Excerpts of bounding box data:
◇ ◇ ◇ ◇ ◇ ◇ ◇
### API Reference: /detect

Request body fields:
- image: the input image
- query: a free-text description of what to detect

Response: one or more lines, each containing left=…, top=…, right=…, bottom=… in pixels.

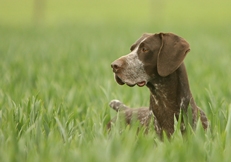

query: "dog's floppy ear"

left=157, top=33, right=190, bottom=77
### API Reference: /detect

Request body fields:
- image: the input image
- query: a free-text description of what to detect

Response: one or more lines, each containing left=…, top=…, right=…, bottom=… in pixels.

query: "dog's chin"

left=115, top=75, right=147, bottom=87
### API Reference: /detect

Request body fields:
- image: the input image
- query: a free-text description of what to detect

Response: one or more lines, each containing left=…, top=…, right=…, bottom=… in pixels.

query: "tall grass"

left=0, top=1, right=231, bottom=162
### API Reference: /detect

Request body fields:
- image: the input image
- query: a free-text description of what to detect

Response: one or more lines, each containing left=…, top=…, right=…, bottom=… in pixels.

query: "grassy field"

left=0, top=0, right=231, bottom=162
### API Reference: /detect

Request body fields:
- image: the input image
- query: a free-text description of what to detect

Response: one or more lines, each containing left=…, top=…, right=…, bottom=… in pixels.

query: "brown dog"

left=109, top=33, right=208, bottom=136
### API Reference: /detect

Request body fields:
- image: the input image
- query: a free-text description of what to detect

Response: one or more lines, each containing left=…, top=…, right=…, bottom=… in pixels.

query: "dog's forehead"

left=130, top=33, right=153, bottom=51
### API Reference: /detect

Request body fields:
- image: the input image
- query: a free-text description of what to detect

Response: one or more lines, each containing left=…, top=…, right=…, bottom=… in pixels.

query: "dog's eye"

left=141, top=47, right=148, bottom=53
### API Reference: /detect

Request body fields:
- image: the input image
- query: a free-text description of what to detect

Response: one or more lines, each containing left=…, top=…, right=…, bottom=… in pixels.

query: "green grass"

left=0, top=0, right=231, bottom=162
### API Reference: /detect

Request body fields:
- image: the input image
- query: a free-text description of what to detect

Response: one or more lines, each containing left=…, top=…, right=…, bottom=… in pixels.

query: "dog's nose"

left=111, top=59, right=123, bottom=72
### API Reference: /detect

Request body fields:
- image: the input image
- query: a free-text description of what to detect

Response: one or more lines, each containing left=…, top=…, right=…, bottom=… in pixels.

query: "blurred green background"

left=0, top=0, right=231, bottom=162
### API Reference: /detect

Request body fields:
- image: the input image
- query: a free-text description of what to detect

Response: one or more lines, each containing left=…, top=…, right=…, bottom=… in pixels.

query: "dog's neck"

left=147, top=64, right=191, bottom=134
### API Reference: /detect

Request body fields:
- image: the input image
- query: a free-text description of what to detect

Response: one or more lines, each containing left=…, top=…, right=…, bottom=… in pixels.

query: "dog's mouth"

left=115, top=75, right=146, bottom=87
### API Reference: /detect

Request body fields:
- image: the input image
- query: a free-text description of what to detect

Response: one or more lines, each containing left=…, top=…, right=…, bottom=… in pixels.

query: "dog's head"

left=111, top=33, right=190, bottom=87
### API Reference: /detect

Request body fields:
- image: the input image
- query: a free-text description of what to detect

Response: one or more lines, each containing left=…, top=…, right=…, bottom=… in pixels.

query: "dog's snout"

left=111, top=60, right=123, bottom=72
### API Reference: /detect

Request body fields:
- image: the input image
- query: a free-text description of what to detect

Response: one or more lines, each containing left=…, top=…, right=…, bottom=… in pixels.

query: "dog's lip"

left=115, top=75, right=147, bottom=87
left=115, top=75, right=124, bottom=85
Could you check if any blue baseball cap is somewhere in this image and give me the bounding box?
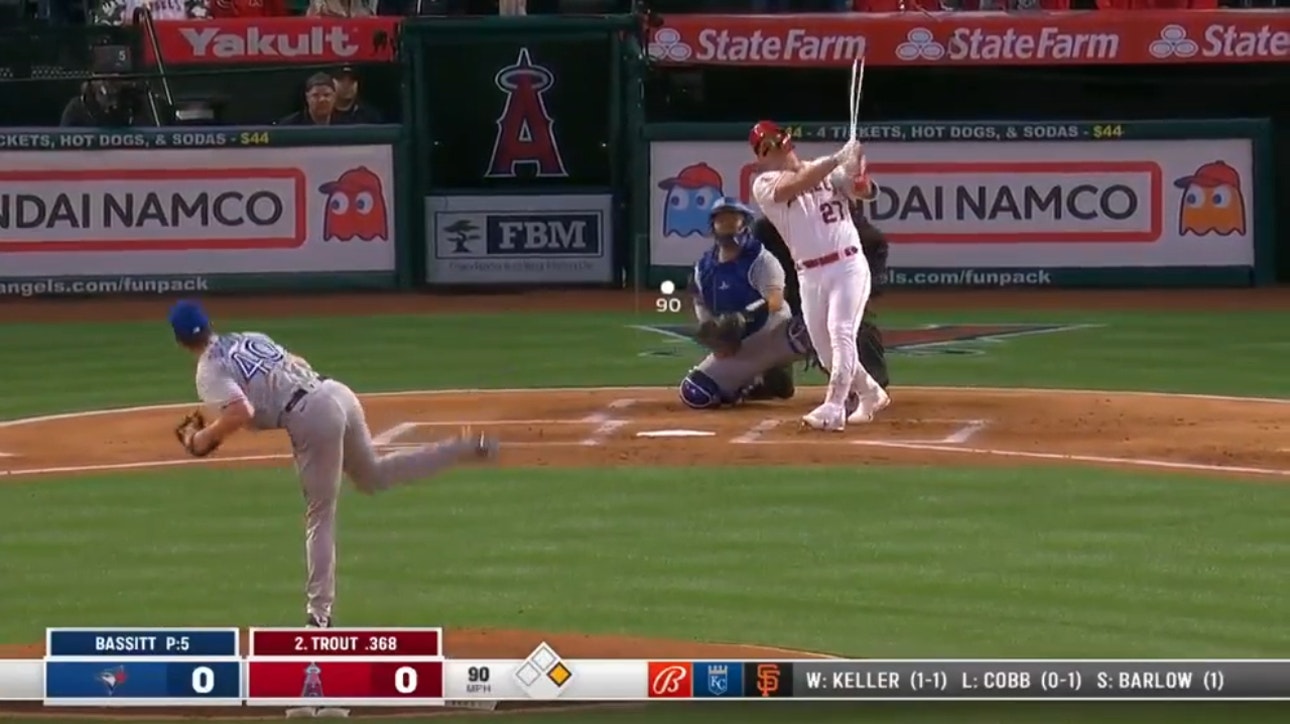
◇ ◇ ◇ ◇ ◇ ◇ ◇
Aim of the exercise: Copy all of the material above word for word, but leave the pictures out.

Reply:
### API Reference: /detect

Request body fields:
- image: the input image
- query: a free-text description of what to detect

Response: one or more lines, each containing left=…, top=…, right=…, bottom=… in pixels.


query: "dog's floppy ear"

left=157, top=33, right=190, bottom=77
### API Reference: /detect

Request body fields:
- image: the input image
- query: a free-text description of what to detect

Response: one or more lines, each containing left=…, top=…, right=…, bottom=… in pixels.

query: "dog's chin"

left=115, top=75, right=147, bottom=87
### API Reference: /detect

Request body fields:
- image: the input image
- query: a free-text description of what to detect

Response: one or more lines, each containing left=…, top=…, right=…, bottom=… in pixels.

query: "tall grass"

left=0, top=1, right=231, bottom=162
### API Reference: /detect

Request body fields:
- image: the input image
- query: a free-text description of what to detect

Response: one or more lines, each containing left=…, top=…, right=…, bottom=… in pixels.

query: "grassy field"

left=0, top=0, right=231, bottom=162
### API Reference: /detect

Request body fields:
- image: the input image
- query: a free-text description of what to detect

Response: one or more lines, each containing left=…, top=…, right=…, bottom=… in pixels.

query: "brown dog"

left=109, top=33, right=208, bottom=136
### API Reference: /detect

Request body fields:
- image: the input image
- query: a free-text description of what to detect

Response: one or more lines, each containing left=…, top=…, right=…, bottom=… in pixels.

query: "dog's forehead"

left=130, top=33, right=153, bottom=51
### API Reference: /detect

Request body fields:
- image: the input image
- query: a free-text description of what to detect

Response: one or more lines, each containing left=…, top=…, right=…, bottom=… in pixels.

query: "dog's eye"

left=141, top=47, right=148, bottom=53
### API Reference: /detect

Request body fields:
- image: the input image
- query: a free-text description of what to detect

Response: one or more lines, each containing left=…, top=…, right=…, bottom=… in pixels.

query: "green grass"

left=0, top=0, right=231, bottom=162
### API Reference: /detect

Request body fields:
- image: the input image
- query: a free-text description of what to detect

Response: one or more lines, each containing left=…, top=…, right=…, bottom=… in pixels.

query: "dog's nose"

left=111, top=59, right=123, bottom=72
### API Reference: /detect

Request body fields:
- image: the input image
- query: a free-text description of what to detect

Response: one or more lines, each containing left=…, top=…, right=…, bottom=… in pixels.

query: "blurred green background"

left=0, top=0, right=231, bottom=162
### API Reference: /detect

Request body fields:
- image: the input image
- query: a free-text description of what to detect

Response: one or more lines, each containing left=…, top=…, right=…, bottom=… in pixels.

query: "dog's neck"

left=147, top=64, right=191, bottom=134
### API Reference: /detect

Request body fields:
- image: the input image
- query: a free-text description of what to detect

Response: one or more lines, each containing left=…, top=…, right=…, bottom=… in pixels.

query: "dog's mouth"

left=115, top=75, right=146, bottom=87
### API Reference: /detect

Request body fields:
- image: the input image
- query: a free-text description of what to detect

Response: one or more lines, each containing left=…, top=…, right=…, bottom=… in pixels.

query: "dog's head"

left=111, top=33, right=190, bottom=87
### API Reference: /detect

Request body fields:
- image: the input image
- query: a free-text description of what to detect

Response: one or more lines, each containing left=…, top=…, right=…, bottom=… in pixels.

query: "dog's snout"

left=111, top=60, right=123, bottom=72
### API Reference: /detect

Request body fields:
- image: the input image
- query: a free-text description of what to detect

Response: one or more lines, each containing left=…, top=…, right=…, bottom=… in pixels.

query: "dog's lip"

left=115, top=75, right=147, bottom=87
left=115, top=75, right=124, bottom=85
Could you check if any blue baseball cap is somewhere in this image and give me the bounding box?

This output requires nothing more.